**Request**. Reproduce every one of the entries below word for word. Leave out the pictures.

Entries from an annotation dataset:
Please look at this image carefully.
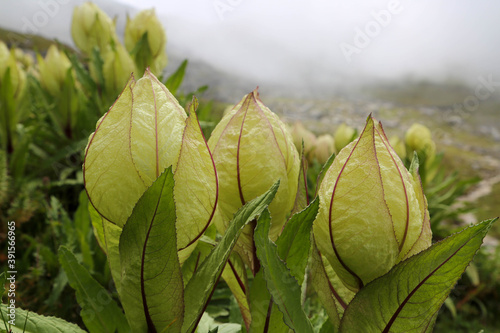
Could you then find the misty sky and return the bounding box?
[0,0,500,84]
[115,0,500,82]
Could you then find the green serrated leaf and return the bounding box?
[249,270,290,333]
[181,238,215,287]
[310,237,354,328]
[59,246,130,333]
[0,272,7,299]
[222,252,252,329]
[254,210,313,333]
[73,190,94,271]
[0,304,85,333]
[340,219,496,333]
[119,167,184,332]
[276,199,319,285]
[182,181,279,333]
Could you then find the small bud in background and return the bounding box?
[103,42,137,93]
[292,122,316,158]
[71,2,118,54]
[405,123,437,175]
[405,124,432,152]
[37,44,71,96]
[309,134,335,164]
[208,90,300,270]
[0,48,26,100]
[389,135,406,159]
[14,48,35,71]
[313,116,432,291]
[333,123,357,152]
[125,9,167,75]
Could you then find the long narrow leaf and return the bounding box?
[59,246,130,333]
[119,168,184,332]
[340,220,495,333]
[254,210,313,333]
[182,181,279,333]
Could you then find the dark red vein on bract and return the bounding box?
[375,123,410,252]
[178,110,219,251]
[328,121,373,289]
[236,94,252,205]
[83,73,137,225]
[141,176,165,333]
[382,237,473,333]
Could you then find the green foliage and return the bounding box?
[340,220,495,332]
[119,168,184,332]
[182,182,279,333]
[59,246,130,333]
[0,304,85,333]
[255,212,313,333]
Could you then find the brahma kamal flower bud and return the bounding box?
[71,2,118,54]
[125,9,167,74]
[313,116,432,292]
[333,123,356,151]
[208,90,300,269]
[83,70,218,263]
[309,134,335,164]
[37,44,71,96]
[389,135,406,159]
[291,122,316,157]
[405,123,436,167]
[405,123,432,152]
[102,42,137,93]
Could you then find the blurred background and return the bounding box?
[0,0,500,332]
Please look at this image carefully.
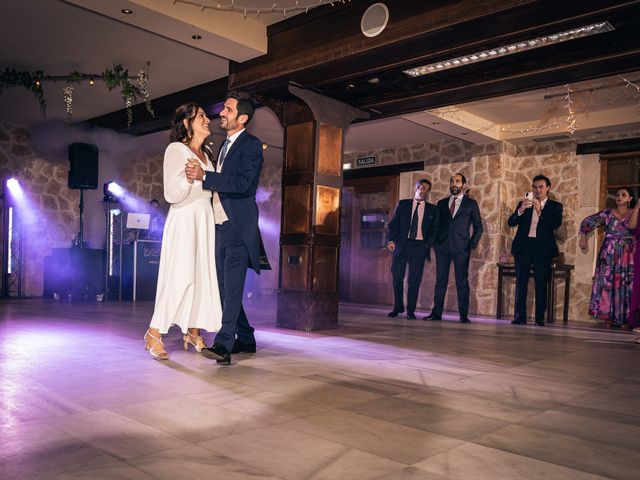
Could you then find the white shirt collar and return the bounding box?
[227,128,245,147]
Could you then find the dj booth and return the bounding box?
[116,240,162,302]
[43,240,162,302]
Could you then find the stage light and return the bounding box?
[7,177,23,199]
[107,182,124,197]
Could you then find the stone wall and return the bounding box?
[345,131,640,323]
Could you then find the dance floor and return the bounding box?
[0,299,640,480]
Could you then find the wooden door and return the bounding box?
[340,175,399,305]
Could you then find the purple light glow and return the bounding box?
[7,177,24,199]
[107,182,124,197]
[258,217,280,237]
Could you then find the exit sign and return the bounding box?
[356,155,376,167]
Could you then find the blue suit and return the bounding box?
[202,130,263,351]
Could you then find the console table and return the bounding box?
[496,263,575,325]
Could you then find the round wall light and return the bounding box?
[360,3,389,37]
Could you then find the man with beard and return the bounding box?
[424,173,482,323]
[186,93,263,365]
[507,175,562,326]
[387,178,436,320]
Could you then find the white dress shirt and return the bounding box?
[407,198,427,240]
[529,197,549,238]
[449,192,464,217]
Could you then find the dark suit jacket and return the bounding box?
[507,199,562,257]
[389,199,436,260]
[202,130,263,273]
[435,195,482,253]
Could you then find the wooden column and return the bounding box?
[276,85,368,332]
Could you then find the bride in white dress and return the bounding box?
[144,103,222,360]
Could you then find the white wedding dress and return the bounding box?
[150,142,222,334]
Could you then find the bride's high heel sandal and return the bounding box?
[144,330,169,360]
[182,333,207,353]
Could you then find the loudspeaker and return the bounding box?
[68,143,98,190]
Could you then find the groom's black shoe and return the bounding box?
[202,343,231,365]
[231,340,256,353]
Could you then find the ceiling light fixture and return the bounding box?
[403,22,615,77]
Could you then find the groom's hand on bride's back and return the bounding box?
[184,160,204,183]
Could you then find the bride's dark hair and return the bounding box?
[169,102,204,143]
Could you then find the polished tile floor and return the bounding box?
[0,299,640,480]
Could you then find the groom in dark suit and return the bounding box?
[507,175,562,326]
[186,93,262,364]
[424,173,482,323]
[387,178,436,320]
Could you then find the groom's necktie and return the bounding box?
[409,202,422,240]
[218,137,231,171]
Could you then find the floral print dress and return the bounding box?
[580,209,636,326]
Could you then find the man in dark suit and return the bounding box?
[186,93,263,364]
[387,178,436,320]
[508,175,562,326]
[424,173,482,323]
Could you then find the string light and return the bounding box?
[500,122,559,133]
[618,75,640,118]
[173,0,351,18]
[564,83,576,135]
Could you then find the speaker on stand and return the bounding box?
[67,143,98,248]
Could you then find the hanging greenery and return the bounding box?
[0,68,47,117]
[0,62,155,128]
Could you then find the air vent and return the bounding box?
[533,135,570,143]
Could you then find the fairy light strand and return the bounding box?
[172,0,351,18]
[564,83,577,135]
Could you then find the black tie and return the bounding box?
[409,202,420,240]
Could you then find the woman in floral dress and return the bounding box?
[580,188,636,327]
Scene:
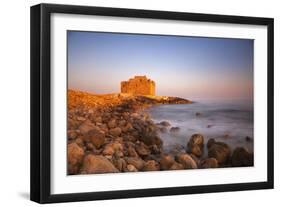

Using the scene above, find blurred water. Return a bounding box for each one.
[148,100,254,154]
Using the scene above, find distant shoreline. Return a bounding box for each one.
[67,90,252,175]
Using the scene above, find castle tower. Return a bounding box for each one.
[121,76,156,96]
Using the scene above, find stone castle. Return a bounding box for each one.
[121,76,155,96]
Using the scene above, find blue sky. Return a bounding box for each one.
[67,31,253,98]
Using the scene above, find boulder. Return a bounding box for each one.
[127,164,138,172]
[107,119,116,129]
[67,142,85,174]
[127,146,138,157]
[142,160,160,171]
[139,132,163,146]
[186,134,204,157]
[208,142,231,165]
[231,147,254,167]
[121,123,133,133]
[160,155,175,170]
[81,154,119,174]
[79,120,95,135]
[109,127,122,137]
[169,162,184,170]
[207,138,216,149]
[200,158,219,168]
[87,128,105,149]
[176,154,197,169]
[126,157,145,170]
[136,142,150,157]
[67,130,77,139]
[112,158,127,172]
[102,141,123,156]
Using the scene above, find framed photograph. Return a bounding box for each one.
[30,4,273,203]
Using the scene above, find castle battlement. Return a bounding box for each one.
[121,76,156,96]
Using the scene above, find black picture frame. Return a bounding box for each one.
[30,4,274,203]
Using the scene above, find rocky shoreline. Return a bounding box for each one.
[67,90,253,175]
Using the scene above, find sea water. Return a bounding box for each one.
[145,99,254,155]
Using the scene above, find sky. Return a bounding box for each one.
[67,31,254,99]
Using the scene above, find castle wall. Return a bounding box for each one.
[121,76,156,96]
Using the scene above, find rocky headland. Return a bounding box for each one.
[67,90,253,175]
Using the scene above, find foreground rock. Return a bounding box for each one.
[207,139,231,165]
[160,155,175,170]
[81,154,119,174]
[200,158,219,168]
[67,143,84,174]
[186,134,204,157]
[176,154,197,169]
[231,147,254,167]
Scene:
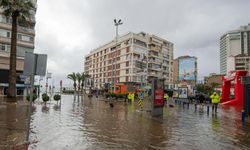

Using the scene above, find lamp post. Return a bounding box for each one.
[112,19,123,91]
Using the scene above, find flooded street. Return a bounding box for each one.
[0,96,250,150]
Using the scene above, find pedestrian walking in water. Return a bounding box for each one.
[210,92,220,113]
[164,93,169,105]
[198,93,205,112]
[138,91,144,111]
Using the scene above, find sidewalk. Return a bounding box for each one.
[0,96,28,150]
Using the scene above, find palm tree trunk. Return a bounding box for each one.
[8,13,17,98]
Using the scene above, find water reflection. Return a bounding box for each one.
[0,95,250,150]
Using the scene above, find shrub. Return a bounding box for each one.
[105,93,110,98]
[42,93,49,103]
[110,93,116,98]
[26,94,37,102]
[54,94,61,101]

**Written response**.
Please look at this image carefully.
Could you then find the misty sky and return the bounding box?
[0,0,500,84]
[115,0,500,82]
Could you then find the green serrated leaf and return the bounding box?
[249,270,290,333]
[181,238,215,287]
[310,237,354,328]
[59,246,130,333]
[0,272,7,299]
[222,252,252,329]
[254,210,313,333]
[73,190,94,271]
[0,304,85,333]
[340,219,496,333]
[119,167,184,332]
[276,199,319,285]
[182,181,279,333]
Could you then find the small bud in background and return the bounding box?
[103,42,137,93]
[292,122,316,158]
[71,2,118,54]
[405,123,437,175]
[405,124,432,152]
[37,44,71,96]
[309,134,335,164]
[208,90,300,270]
[0,48,26,100]
[389,135,406,159]
[14,48,35,71]
[313,116,432,291]
[333,123,357,152]
[125,9,167,75]
Could you then find the long narrow leaf and return the bounding box?
[59,246,130,333]
[119,168,184,332]
[340,220,495,333]
[254,210,313,333]
[182,181,279,333]
Could you then find the dark red vein on bract and return the bounding box?
[375,123,410,252]
[178,110,219,251]
[328,121,373,289]
[236,94,252,205]
[83,73,137,225]
[141,176,165,333]
[382,237,473,333]
Could you then find the green foliage and return the bounding box?
[340,220,495,332]
[119,168,184,332]
[182,182,279,333]
[59,246,130,333]
[0,304,85,333]
[255,212,313,333]
Could you then find the brahma kamal flower bud and return the bounding box?
[71,2,118,54]
[125,9,167,74]
[313,116,432,292]
[333,123,356,151]
[208,90,300,269]
[83,70,218,263]
[309,134,335,164]
[37,44,71,96]
[389,135,406,159]
[291,122,316,157]
[405,123,436,167]
[405,123,432,152]
[102,42,137,93]
Could you then find the blurred background and return the bounding box?
[0,0,500,332]
Please look at this image carefully.
Could you then find the white shirt collar and return the bounding box?
[227,128,245,147]
Could you then find the dj booth and return the bounding box?
[116,240,162,302]
[43,240,162,302]
Could you then find the stage light and return the bounding box?
[7,177,23,199]
[107,182,124,197]
Could you then find the stone wall and return the bounding box?
[345,131,640,323]
Could you then find the dance floor and return the bounding box?
[0,299,640,480]
Could you then find the wooden door and return the bounding box?
[340,175,399,305]
Could you then find the purple light glow and return the bounding box?
[7,177,24,199]
[107,182,124,197]
[258,217,280,237]
Could you then find the exit sign and return the bounding box?
[356,155,376,167]
Could you then find the blue suit and return the bounding box?
[202,130,263,351]
Could you then find the console table and return the bounding box?
[496,263,575,325]
Could you then find the round wall light and return the bounding box?
[360,3,389,37]
Could you then find the man with beard and return the bounding box?
[424,173,482,323]
[186,93,263,365]
[507,175,562,326]
[387,178,436,320]
Could you then find the white dress shirt and return the bounding box?
[407,198,427,240]
[529,197,549,238]
[449,192,464,217]
Could you then find the dark suit jacket and return the bounding box?
[507,199,562,257]
[389,199,436,260]
[202,130,263,273]
[435,195,482,253]
Could you then find the wooden column and return the bounding box?
[276,85,368,332]
Could you then find the bride in white dress and return the bounding box?
[144,103,222,360]
Could you then find the white wedding dress and return the bounding box?
[150,142,222,334]
Could you then find the bride's high heel sandal and return the bounding box?
[144,330,169,360]
[182,333,207,353]
Could you then find the loudspeaker and return the bounding box?
[68,143,98,190]
Could you then find the groom's black shoe and return the bounding box?
[202,343,231,365]
[231,340,256,353]
Could you then find the ceiling light fixture and return the bounding box?
[403,22,615,77]
Could you then find the groom's hand on bride's back and return the bounding box?
[184,160,204,183]
Could you then find the bride's dark hair and return the bounding box?
[169,102,204,143]
Could you then find the polished tile floor and return the bounding box?
[0,299,640,480]
Could you then find the groom in dark suit and return the bounding box?
[507,175,562,326]
[186,93,262,364]
[424,173,482,323]
[387,178,436,320]
Could you then find the groom's necktie and return the bounding box?
[409,202,422,240]
[218,137,231,171]
Could you then find the floral print dress and return the bounding box?
[580,209,636,326]
Could you then find the man in dark suit and return the bounding box?
[186,93,263,364]
[387,178,436,320]
[508,175,562,326]
[424,173,482,323]
Could you then find the string light and return the bounding box?
[500,122,559,133]
[618,75,640,118]
[173,0,351,18]
[564,83,576,135]
Could you then find the speaker on stand and return the bounding box?
[67,143,98,248]
Could you then find the hanging greenery and return the bounding box?
[0,68,47,117]
[0,62,155,128]
Could you then find the air vent and return the bounding box?
[533,135,570,143]
Could you then find the fairy light strand and return the bounding box?
[172,0,351,18]
[564,83,577,135]
Could you then find the black tie and return the bounding box?
[409,202,420,240]
Could you then find the woman in floral dress and return the bounding box?
[580,188,636,327]
Scene:

Using the scene above, find blurred water. Return a bounding box for each one.
[148,100,254,154]
Using the scene above, find distant shoreline. Return a bounding box for each one.
[67,90,252,175]
Using the scene above, find castle tower. Return a bounding box for each one.
[121,76,156,96]
Using the scene above, find stone castle. Return a bounding box for each one.
[121,76,155,96]
Using the scene above, find blue sky. Return a bounding box for each one.
[67,31,253,98]
Using the scene above, find boulder. Return a bounding box for each one.
[127,164,138,172]
[107,119,116,129]
[67,142,85,174]
[127,146,138,157]
[142,160,160,171]
[139,132,163,146]
[186,134,204,157]
[208,142,231,165]
[231,147,254,167]
[121,123,133,133]
[160,155,175,170]
[81,154,119,174]
[79,120,95,135]
[109,127,122,137]
[169,162,184,170]
[207,138,216,149]
[200,158,219,168]
[87,128,105,149]
[176,154,197,169]
[126,157,145,170]
[136,142,150,157]
[67,130,77,139]
[112,158,127,172]
[102,141,123,156]
Using the scene above, find framed photograph. Return a bounding box for each one.
[30,4,273,203]
Using the scene above, find castle battlement. Return a bounding box for each one.
[121,76,156,96]
Using the scene above, find black picture frame. Return a bounding box for each one.
[30,4,274,203]
Using the scene above, find rocky shoreline. Return a bounding box for each one.
[67,90,253,175]
Using the scene above, find sea water. Return a bounding box for each one.
[145,99,254,155]
Using the scene above, find sky. Return a bounding box for each one.
[67,31,254,99]
Using the scene above, find castle wall. Return a bounding box for each one.
[121,76,156,96]
Using the scene above, find rocky headland. Return a bounding box for each one.
[67,90,253,175]
Using the scene above, find foreground rock. Return a bounding box for each one.
[207,139,231,165]
[160,155,175,170]
[81,154,119,174]
[200,158,219,168]
[67,143,84,174]
[186,134,204,157]
[176,154,197,169]
[231,147,254,167]
Scene:

Using the scene above, find lamp post. Return a bounding box for each one.
[112,19,123,91]
Using the scene above, find flooded street. Return a bounding box for each one.
[0,96,250,150]
Using the scene above, find pedestrian walking in water. Return a bounding box for each one.
[210,92,220,113]
[164,93,169,105]
[198,93,205,112]
[138,91,144,111]
Using the scene above, find sidewalk. Return a bounding box for each one.
[0,96,28,150]
Using the scene above, find palm tree trunk. Return a bounding box for each one.
[8,13,17,98]
Using the scene above, find water reflection. Return a bounding box for each one.
[0,95,250,150]
Using the scene above, find shrub. Return a bounding box for each one.
[105,93,110,98]
[42,93,49,103]
[110,93,116,98]
[26,94,37,102]
[54,94,61,101]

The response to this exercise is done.